→ **ARTICLE**
That's somewhat clearer but still leaves me guessing. Do you mean that each of var1 to var4 is an indicator variable taking on the value 1 for some particular cuase of death and 0 for others? And is each of 0-4, 4-8, and 8-12 a separate 0/1 variable as well? Or are those levels of a single variable?

This really would go a lot faster if you would just post a small sample of your data.
1 like
Comment
Jessica Maitland

Join Date: Jun 2016

Posts: 5
#7

27 Jun 2016, 09:11

Sorry for the confusion! Please bear with me, the data is confidential and it is difficult for me to install packages in order to export any data samples as the computer with STATA is not equipped with USB or internet access.
I will try to provide a clearer example. Lets say, var1 = heart attack, if var1 == 1 then the individual died of a heart attack and so if var1 == 0 then the individual did not die of a heart attack. So var1 to var4 are causes of death such as heart attack, coded to be 1 or 0. 0-4, 4-8, 8-12 are age categories. I have exact ages, but grouped them by ranges to be a new variable "agecat"

→ **WRITTEN INSTRUCTION A**
Copy the forum thread passage between "That's somewhat clearer" and "of your data.", inclusive, substituting "column" for "variable".

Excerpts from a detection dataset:
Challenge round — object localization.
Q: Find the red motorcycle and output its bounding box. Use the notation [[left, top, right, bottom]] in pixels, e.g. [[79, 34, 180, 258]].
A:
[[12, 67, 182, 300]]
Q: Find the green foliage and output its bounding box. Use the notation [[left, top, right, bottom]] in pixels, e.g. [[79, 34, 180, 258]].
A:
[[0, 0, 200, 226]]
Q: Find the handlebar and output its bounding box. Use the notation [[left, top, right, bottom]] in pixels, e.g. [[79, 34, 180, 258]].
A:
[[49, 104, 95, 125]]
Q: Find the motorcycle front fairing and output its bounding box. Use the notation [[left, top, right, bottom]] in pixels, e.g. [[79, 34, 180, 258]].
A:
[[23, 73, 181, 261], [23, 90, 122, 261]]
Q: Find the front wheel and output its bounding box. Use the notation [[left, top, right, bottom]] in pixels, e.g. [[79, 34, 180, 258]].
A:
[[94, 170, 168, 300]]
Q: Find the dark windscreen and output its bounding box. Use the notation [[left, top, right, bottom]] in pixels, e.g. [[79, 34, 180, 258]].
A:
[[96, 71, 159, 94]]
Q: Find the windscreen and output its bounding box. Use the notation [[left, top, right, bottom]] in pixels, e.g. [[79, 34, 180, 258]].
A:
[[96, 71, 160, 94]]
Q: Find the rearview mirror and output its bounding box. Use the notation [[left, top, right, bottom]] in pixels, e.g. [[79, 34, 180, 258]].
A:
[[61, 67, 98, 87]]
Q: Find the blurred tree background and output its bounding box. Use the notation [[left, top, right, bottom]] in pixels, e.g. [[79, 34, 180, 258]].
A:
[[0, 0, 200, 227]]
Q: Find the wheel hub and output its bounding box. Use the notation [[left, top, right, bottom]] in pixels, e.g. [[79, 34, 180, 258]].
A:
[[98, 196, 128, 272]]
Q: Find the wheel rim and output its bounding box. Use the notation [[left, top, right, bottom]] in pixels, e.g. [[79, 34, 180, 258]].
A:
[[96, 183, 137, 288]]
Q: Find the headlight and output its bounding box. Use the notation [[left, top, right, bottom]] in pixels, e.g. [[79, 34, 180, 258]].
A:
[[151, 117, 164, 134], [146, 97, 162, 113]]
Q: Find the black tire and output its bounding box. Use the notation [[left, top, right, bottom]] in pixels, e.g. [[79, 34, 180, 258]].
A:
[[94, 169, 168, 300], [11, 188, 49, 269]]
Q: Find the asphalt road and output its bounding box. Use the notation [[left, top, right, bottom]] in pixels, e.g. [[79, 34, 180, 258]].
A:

→ **WRITTEN INSTRUCTION B**
Rewrite the entries between the lines holding "Q: Find the front" and "[[96, 71, 159, 94]]", inclusive, as a Markdown table with an n column for the row number and a Line column for the line, skipping blank lines.

→ **RIGHT ANSWER A**
That's somewhat clearer but still leaves me guessing. Do you mean that each of var1 to var4 is an indicator column taking on the value 1 for some particular cuase of death and 0 for others? And is each of 0-4, 4-8, and 8-12 a separate 0/1 column as well? Or are those levels of a single column?

This really would go a lot faster if you would just post a small sample of your data.

→ **RIGHT ANSWER B**
| n | Line |
|---|---|
| 1 | Q: Find the front wheel and output its bounding box. Use the notation [[left, top, right, bottom]] in pixels, e.g. [[79, 34, 180, 258]]. |
| 2 | A: |
| 3 | [[94, 170, 168, 300]] |
| 4 | Q: Find the dark windscreen and output its bounding box. Use the notation [[left, top, right, bottom]] in pixels, e.g. [[79, 34, 180, 258]]. |
| 5 | A: |
| 6 | [[96, 71, 159, 94]] |